Your goal:
Extract the lines below verbatim, leaving out the pictures.

— Start of Supplied information —

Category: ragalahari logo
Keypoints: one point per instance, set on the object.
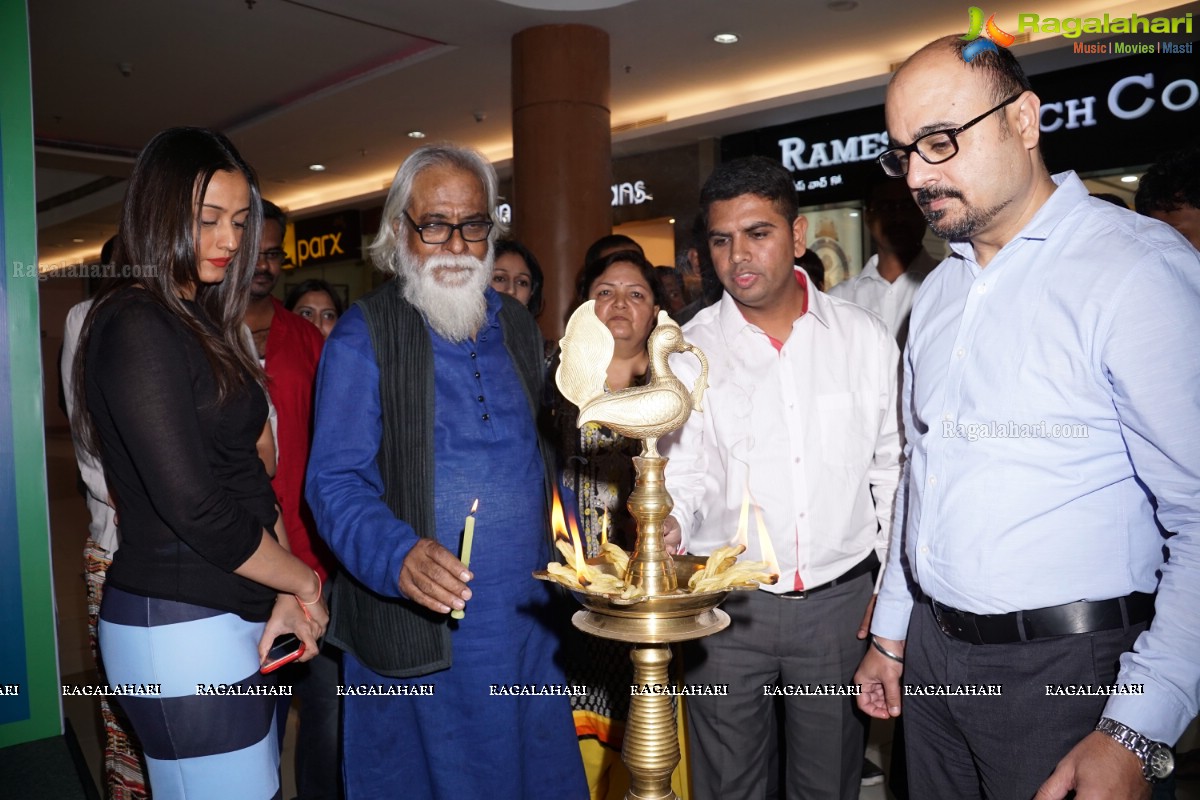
(983, 36)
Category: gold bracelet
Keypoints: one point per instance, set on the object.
(319, 587)
(886, 651)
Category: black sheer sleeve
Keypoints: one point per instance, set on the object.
(149, 378)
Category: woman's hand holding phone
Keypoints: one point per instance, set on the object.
(289, 617)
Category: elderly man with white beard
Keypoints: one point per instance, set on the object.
(426, 401)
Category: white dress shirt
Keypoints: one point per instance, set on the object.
(892, 301)
(811, 429)
(1051, 402)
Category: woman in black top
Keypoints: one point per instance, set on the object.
(174, 407)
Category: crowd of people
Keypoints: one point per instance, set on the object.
(375, 480)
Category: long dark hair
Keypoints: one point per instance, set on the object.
(155, 251)
(537, 277)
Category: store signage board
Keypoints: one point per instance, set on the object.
(329, 239)
(1099, 115)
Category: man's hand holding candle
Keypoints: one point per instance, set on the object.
(435, 578)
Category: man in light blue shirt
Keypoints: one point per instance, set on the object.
(1051, 408)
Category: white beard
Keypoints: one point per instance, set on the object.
(448, 290)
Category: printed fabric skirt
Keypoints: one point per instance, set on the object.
(205, 734)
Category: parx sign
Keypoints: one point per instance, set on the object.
(331, 238)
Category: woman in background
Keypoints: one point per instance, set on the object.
(316, 301)
(173, 405)
(517, 272)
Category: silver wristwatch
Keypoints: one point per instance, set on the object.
(1157, 761)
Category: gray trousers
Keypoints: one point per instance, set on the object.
(963, 747)
(786, 642)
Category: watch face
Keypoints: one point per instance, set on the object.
(1159, 762)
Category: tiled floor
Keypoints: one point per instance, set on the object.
(69, 529)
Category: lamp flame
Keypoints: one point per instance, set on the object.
(568, 530)
(744, 518)
(768, 551)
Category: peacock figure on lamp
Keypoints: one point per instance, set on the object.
(639, 597)
(646, 411)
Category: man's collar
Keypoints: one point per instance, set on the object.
(732, 322)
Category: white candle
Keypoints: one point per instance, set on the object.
(468, 537)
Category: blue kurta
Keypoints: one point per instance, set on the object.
(462, 741)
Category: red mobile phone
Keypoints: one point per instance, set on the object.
(285, 649)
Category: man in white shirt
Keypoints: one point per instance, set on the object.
(801, 413)
(889, 278)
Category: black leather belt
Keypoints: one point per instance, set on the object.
(1081, 617)
(867, 566)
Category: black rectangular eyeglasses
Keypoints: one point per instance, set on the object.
(935, 146)
(439, 233)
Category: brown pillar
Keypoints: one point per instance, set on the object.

— End of Supplied information —

Solution to this problem:
Category: ragalahari logo
Keypoints: one point per instance, set on the object.
(983, 36)
Category: gold bracelet
Keypoints: one point per instance, set on the object.
(319, 587)
(886, 651)
Category: black sheer sleeve
Keypoints: one point per instance, set on the object.
(149, 378)
Category: woman's hand holding phone
Keypoints: one point per instance, set on the object.
(289, 617)
Category: elderly man with white beard
Keypoints: one point per instance, set on the object.
(426, 401)
Category: white dress shirt
Keypoints: one point per instance, set on the object.
(892, 301)
(811, 429)
(1051, 402)
Category: woman in black top
Keypoints: one point per instance, set on the object.
(174, 407)
Category: crowd of people
Keypoints: one point per instance, set on the object.
(375, 480)
Category: long dark hair
Keypoints: one point per instance, set on the object.
(155, 251)
(537, 277)
Category: store signage board
Keypoints: one point per instance, set on the object.
(329, 239)
(1099, 115)
Category: man's hand holding candle
Keypoints: one point per instance, set on the object.
(435, 578)
Category: man in light blue shirt
Keypoints: one point per instance, set on the object.
(1051, 408)
Category: white beard
Keypoints: one point per instance, set on the object.
(448, 290)
Category: printed fabric skirt
Keypoints: one point per instance, set on the object.
(205, 734)
Category: parx sign
Keypoints: one point per instance, set on the object.
(331, 238)
Category: woman in background
Keypoints: one point per instance, set on the object.
(316, 301)
(173, 405)
(517, 272)
Category: silver wristwatch
Keypoints: one point per instance, set on the object.
(1157, 761)
Category: gray trousers
Keypoints: one point per instance, set on the object.
(963, 747)
(786, 642)
Category: watch face
Keypoints: one point per instance, set on the object.
(1159, 762)
Category: tiled floor
Keypoints: one point per instance, set on the object.
(69, 529)
Category: lamp flame
Keypoints: one point per instance, set on the object.
(568, 530)
(744, 518)
(768, 551)
Category: peacock figure on lamp
Keypoints: one point per instance, set on the object.
(639, 597)
(646, 411)
Category: man's collar
Keypoints: one point per instance, set on the object.
(732, 322)
Category: white candle
Keypoints: one point per instance, set on the object.
(468, 537)
Category: blue kurta
Keypoints: one point per instance, set on the object.
(462, 741)
Category: red mobile phone
Keypoints: one point per instance, set on the object.
(285, 649)
Category: man in white shirt
Keypoints: one point per instance, set on the object.
(801, 413)
(889, 278)
Category: black leather belt
Keypoints: one point per instance, set on the object.
(1081, 617)
(867, 566)
Category: black rectangular eyeglasses
Keypoints: one point per instance, set on the object.
(935, 146)
(439, 233)
Category: brown pillar
Keypoints: one point per instance, set on the object.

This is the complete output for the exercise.